* Extract *

*** Begin section ***

Today is the one-year anniversary of my mother’s death. My friend Jeff Kraker from KARE 11 TV filmed and edited my eulogy that you can view here. Mom inspired me to begin writing my current book, so I feel it’s fitting that I begin a series of new blog posts today.
Below is the Prologue for, SUNDAYS with the Mother of a Clown, a book about her life that I finished writing just before she died. Every Sunday after bringing her to church I’d read her chapters from the book. The fog of Alzheimer’s disease would lift while reading stories about her childhood. The Sunday morning before she went into hospice care I finished the Epilogue and looked up to see her radiant smile.
It’s a cool, spring Sunday afternoon, the smell of lilac drifting in from the backyard. I’m sitting at the dining room table with my lime green MacBook Pro®, hammering out the ringmaster’s script for our upcoming Waldorf school circus. All around me are stacks of old scripts, cold coffee cups, and rubber noses. The phone rings. I pick up and hear my mom’s voice.
“Do you have a minute, Lloyd?”
“I’m on a deadline, Mom. Are you coming to our circus next weekend?”
My mom assures me she has it marked on her calendar before saying, “That’s not why I called.”
“What do you want?”
She clears her throat. “I’ve decided what I want to ask each of my children to do for my end-of-life needs.”
I have no idea what she has in mind for me, the clown of the family. “What do you mean?”
“Well, I’m about to spend a year in Africa.”
She’s planning her fifth trip to Tanzania, and she is eighty-three, so considering her mortality makes sense, but she doesn’t show signs of slowing down. This trip, she is working to establish a brick-and-mortar counseling school at Iringa University.

*** End section ***

* Free-text descriptions of objects *

*** Begin section ***

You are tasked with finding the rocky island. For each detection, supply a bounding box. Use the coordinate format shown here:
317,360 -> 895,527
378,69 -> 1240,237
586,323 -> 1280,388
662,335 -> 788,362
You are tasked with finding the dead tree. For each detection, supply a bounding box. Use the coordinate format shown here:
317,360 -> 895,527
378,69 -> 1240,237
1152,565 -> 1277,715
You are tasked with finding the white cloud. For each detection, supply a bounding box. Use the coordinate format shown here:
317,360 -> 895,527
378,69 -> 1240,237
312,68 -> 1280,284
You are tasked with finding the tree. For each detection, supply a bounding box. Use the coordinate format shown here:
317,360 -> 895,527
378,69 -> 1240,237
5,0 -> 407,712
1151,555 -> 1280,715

*** End section ***
*** Begin section ***

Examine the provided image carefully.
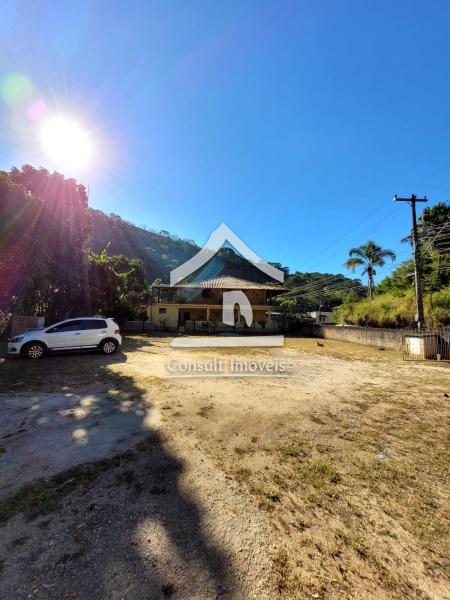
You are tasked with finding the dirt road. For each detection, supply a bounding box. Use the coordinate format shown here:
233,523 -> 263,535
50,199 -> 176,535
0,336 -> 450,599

*** End section ***

* Exercises *
- 1) In the prologue, what is the mother working to establish during her trip to Tanzania?
- 2) Continue the prologue from where it stops.

* Responses by item number *
- 1) A brick-and-mortar counseling school at Iringa University.

- 2)
She tells me she has already spoken to my brother Jerry and my sister Linda. Jerry agreed to be responsible for her financial estate. I feel like I just dodged a bullet. Jerry is the perfect choice. He’s the eldest, the responsible one. Plus, he has a degree in computer science and has always been good at numbers.
Linda agreed to act as her healthcare advocate. Another bullet whizzes past my ear. Linda, the middle child, is again the perfect choice. Her second son Nicholas is a cancer survivor. She has become expert at navigating the labyrinths of the hospital system and health insurance industry.
What’s left to do?
“I want you to be my spiritual advocate.”
Direct hit. What the hell is a spiritual advocate? Why ask a clown to be responsible for her soul? My mom was practically a Lutheran Mother Theresa, and I don’t even belong to a church. I swallow my nerves and say, “Sure.”
Mom graciously replies, “Thank you,” and hangs up the phone without further instruction.